Stored records

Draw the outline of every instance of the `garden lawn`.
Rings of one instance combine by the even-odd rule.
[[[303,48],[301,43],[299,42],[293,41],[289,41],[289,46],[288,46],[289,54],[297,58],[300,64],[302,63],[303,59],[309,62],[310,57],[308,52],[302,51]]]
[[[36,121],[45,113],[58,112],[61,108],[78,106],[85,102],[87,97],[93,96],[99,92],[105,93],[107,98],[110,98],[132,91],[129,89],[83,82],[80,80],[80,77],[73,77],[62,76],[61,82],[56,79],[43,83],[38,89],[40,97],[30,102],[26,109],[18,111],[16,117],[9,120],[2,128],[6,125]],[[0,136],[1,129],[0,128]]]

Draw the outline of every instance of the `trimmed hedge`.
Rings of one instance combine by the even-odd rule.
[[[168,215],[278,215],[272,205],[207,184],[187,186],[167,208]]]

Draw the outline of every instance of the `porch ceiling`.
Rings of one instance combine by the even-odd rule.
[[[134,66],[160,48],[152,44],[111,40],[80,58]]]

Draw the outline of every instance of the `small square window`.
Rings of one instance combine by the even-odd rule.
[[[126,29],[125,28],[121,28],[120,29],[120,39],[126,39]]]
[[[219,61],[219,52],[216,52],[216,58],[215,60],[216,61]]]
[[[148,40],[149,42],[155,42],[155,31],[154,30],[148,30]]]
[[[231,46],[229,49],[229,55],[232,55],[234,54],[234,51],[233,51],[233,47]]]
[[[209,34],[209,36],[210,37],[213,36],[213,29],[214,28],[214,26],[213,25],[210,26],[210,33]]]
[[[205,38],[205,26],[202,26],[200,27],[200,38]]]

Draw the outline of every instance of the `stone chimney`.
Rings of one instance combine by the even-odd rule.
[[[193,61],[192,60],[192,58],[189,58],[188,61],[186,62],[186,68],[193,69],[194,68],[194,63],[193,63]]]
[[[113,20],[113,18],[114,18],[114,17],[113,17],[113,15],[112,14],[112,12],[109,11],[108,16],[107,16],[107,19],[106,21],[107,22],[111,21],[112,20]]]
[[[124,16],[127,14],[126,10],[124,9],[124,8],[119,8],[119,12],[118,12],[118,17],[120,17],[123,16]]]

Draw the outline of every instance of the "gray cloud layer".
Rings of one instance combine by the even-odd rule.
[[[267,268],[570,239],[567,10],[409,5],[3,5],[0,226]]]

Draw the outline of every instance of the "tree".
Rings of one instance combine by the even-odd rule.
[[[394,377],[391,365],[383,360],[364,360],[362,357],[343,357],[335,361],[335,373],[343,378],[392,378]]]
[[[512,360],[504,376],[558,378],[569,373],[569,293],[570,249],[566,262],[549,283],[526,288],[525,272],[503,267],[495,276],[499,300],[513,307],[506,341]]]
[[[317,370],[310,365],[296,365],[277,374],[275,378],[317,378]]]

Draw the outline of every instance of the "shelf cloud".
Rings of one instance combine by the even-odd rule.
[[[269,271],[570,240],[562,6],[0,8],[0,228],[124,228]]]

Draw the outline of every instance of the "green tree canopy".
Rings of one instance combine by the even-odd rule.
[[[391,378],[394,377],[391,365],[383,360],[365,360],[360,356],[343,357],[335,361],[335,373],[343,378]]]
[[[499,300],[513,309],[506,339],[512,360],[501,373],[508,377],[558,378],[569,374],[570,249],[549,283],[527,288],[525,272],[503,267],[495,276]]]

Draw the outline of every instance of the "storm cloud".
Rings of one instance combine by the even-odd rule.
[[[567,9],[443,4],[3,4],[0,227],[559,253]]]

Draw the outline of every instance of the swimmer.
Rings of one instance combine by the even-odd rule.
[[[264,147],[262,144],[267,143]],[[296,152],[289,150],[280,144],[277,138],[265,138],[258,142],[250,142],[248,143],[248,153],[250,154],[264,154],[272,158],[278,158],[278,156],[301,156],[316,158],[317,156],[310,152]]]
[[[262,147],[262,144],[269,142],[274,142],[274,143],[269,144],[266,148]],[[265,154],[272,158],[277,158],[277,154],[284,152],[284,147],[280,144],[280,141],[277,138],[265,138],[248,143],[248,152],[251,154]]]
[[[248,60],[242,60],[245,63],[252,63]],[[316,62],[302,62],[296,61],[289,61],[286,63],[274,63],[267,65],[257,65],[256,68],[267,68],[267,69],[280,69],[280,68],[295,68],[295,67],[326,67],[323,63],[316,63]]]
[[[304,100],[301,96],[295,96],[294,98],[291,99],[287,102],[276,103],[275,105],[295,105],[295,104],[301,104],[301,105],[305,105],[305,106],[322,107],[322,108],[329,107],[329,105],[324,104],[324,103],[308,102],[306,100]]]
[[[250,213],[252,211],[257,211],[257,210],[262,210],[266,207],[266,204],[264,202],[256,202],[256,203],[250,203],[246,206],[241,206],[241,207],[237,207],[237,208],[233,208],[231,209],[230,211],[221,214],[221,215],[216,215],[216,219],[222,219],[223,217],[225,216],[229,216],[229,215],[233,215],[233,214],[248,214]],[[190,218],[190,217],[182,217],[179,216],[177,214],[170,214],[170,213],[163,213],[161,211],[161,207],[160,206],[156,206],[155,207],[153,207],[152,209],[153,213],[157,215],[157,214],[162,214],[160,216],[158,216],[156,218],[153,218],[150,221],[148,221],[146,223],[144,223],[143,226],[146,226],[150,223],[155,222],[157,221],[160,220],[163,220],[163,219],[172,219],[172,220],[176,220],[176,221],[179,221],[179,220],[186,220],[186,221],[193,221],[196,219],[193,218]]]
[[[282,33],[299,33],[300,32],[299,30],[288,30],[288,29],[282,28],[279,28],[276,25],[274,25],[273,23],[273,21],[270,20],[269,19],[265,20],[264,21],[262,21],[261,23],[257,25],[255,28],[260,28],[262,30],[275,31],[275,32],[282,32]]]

• **AIM OF THE EXERCISE**
Copy all of the data above line for line, with no changes.

• **FINISHED TASK**
Draw the outline of every instance of the `garden lawn`.
Rings of one instance combine by the even-odd rule.
[[[303,48],[301,43],[299,42],[293,41],[289,41],[289,46],[288,46],[289,54],[297,58],[300,64],[302,63],[303,59],[309,62],[310,57],[308,52],[302,51]]]
[[[36,121],[45,113],[58,112],[61,108],[78,106],[85,102],[87,97],[93,96],[99,92],[105,93],[107,98],[110,98],[132,91],[129,89],[83,82],[80,80],[80,77],[73,77],[62,76],[61,82],[56,79],[43,83],[38,89],[40,97],[30,102],[26,109],[18,111],[16,117],[9,120],[2,128],[6,125]],[[0,136],[1,129],[0,128]]]

Draw the outline of every instance of the `trimmed hedge`.
Rings of one instance combine by the even-odd rule.
[[[168,215],[278,215],[272,205],[207,184],[187,186],[167,208]]]

Draw the outline of every instance of the `porch ceiling`.
Rings of one instance combine by the even-odd rule.
[[[134,66],[160,48],[152,44],[111,40],[80,58]]]

Draw the outline of every instance of the `small square window`.
Rings of one instance combine by the even-odd rule.
[[[126,29],[125,28],[121,28],[120,29],[120,39],[126,39]]]
[[[219,61],[219,52],[216,52],[216,58],[215,60],[216,61]]]
[[[148,40],[149,42],[155,42],[155,31],[154,30],[148,30]]]
[[[231,46],[229,49],[229,55],[232,55],[234,54],[234,51],[233,51],[233,47]]]
[[[209,34],[209,36],[210,37],[213,36],[213,29],[214,28],[214,26],[213,25],[210,26],[210,33]]]
[[[205,38],[205,26],[202,26],[200,27],[200,38]]]

Draw the outline of every instance of the `stone chimney`.
Rings of one instance combine by the even-odd rule.
[[[193,61],[192,60],[192,58],[189,58],[188,61],[186,62],[186,68],[193,69],[194,68],[194,63],[193,63]]]
[[[113,20],[113,18],[114,18],[114,17],[113,17],[113,15],[112,14],[112,12],[109,11],[108,16],[107,16],[107,19],[106,21],[107,22],[111,21],[112,20]]]
[[[124,16],[127,14],[126,10],[124,9],[124,8],[119,8],[119,12],[118,12],[118,17],[120,17],[123,16]]]

Draw the outline of every instance of the "gray cloud layer".
Rings of one instance combine by the even-odd rule.
[[[267,268],[570,239],[567,10],[409,5],[3,5],[0,226]]]

Draw the outline of every instance of the "tree".
Rings of one instance combine by the even-odd rule.
[[[394,377],[391,365],[383,360],[364,360],[362,357],[343,357],[335,361],[335,373],[343,378],[392,378]]]
[[[512,360],[504,376],[558,378],[569,373],[569,293],[570,249],[566,262],[549,283],[526,288],[525,272],[503,267],[495,276],[499,300],[513,307],[506,341]]]
[[[317,370],[310,365],[296,365],[277,374],[275,378],[317,378]]]

Draw the outline of every instance of the "shelf cloud".
Rings of one instance combine by the even-odd rule.
[[[269,271],[570,240],[562,6],[0,8],[0,228],[124,228]]]

Draw the outline of every instance of the "green tree canopy".
Rings of one instance combine by the even-odd rule.
[[[391,378],[394,377],[391,365],[383,360],[365,360],[360,356],[343,357],[335,361],[335,373],[343,378]]]
[[[499,300],[513,309],[506,339],[512,360],[501,373],[508,377],[558,378],[569,374],[570,249],[549,283],[527,288],[525,272],[503,267],[495,276]]]

Draw the outline of every instance of the "storm cloud".
Rings of one instance combine by the even-odd rule.
[[[567,9],[443,4],[3,4],[0,227],[559,253]]]

Draw the outline of every instance of the swimmer.
Rings of one instance combine by the even-odd rule.
[[[264,147],[262,144],[267,143]],[[296,152],[289,150],[280,144],[277,138],[265,138],[258,142],[250,142],[248,143],[248,153],[250,154],[264,154],[272,158],[278,158],[278,156],[301,156],[316,158],[317,156],[310,152]]]
[[[262,147],[262,144],[269,142],[274,142],[274,143],[269,144],[266,148]],[[265,154],[272,158],[277,158],[277,154],[284,152],[284,147],[280,144],[280,141],[277,138],[265,138],[248,143],[248,152],[251,154]]]
[[[248,60],[242,60],[245,63],[252,63]],[[316,62],[302,62],[296,61],[289,61],[286,63],[274,63],[267,65],[257,65],[256,68],[267,68],[267,69],[280,69],[280,68],[295,68],[295,67],[326,67],[323,63],[316,63]]]
[[[304,100],[301,96],[295,96],[294,98],[291,99],[287,102],[276,103],[275,105],[295,105],[295,104],[301,104],[301,105],[305,105],[305,106],[322,107],[322,108],[329,107],[329,105],[324,104],[324,103],[308,102],[306,100]]]
[[[250,213],[252,211],[257,211],[257,210],[262,210],[266,207],[266,204],[264,202],[256,202],[256,203],[250,203],[246,206],[241,206],[241,207],[237,207],[237,208],[233,208],[231,209],[230,211],[221,214],[221,215],[216,215],[216,219],[222,219],[223,217],[225,216],[229,216],[229,215],[233,215],[233,214],[248,214]],[[190,218],[190,217],[182,217],[179,216],[177,214],[170,214],[170,213],[163,213],[161,211],[161,207],[160,206],[156,206],[155,207],[153,207],[152,209],[153,213],[157,215],[157,214],[162,214],[160,216],[158,216],[156,218],[153,218],[150,221],[148,221],[146,223],[144,223],[143,226],[146,226],[150,223],[155,222],[157,221],[160,220],[163,220],[163,219],[172,219],[172,220],[176,220],[176,221],[179,221],[179,220],[186,220],[186,221],[193,221],[196,219],[193,218]]]
[[[282,33],[299,33],[300,32],[299,30],[288,30],[288,29],[282,28],[279,28],[276,25],[274,25],[273,23],[273,21],[270,20],[269,19],[265,20],[264,21],[262,21],[261,23],[257,25],[255,28],[260,28],[262,30],[275,31],[275,32],[282,32]]]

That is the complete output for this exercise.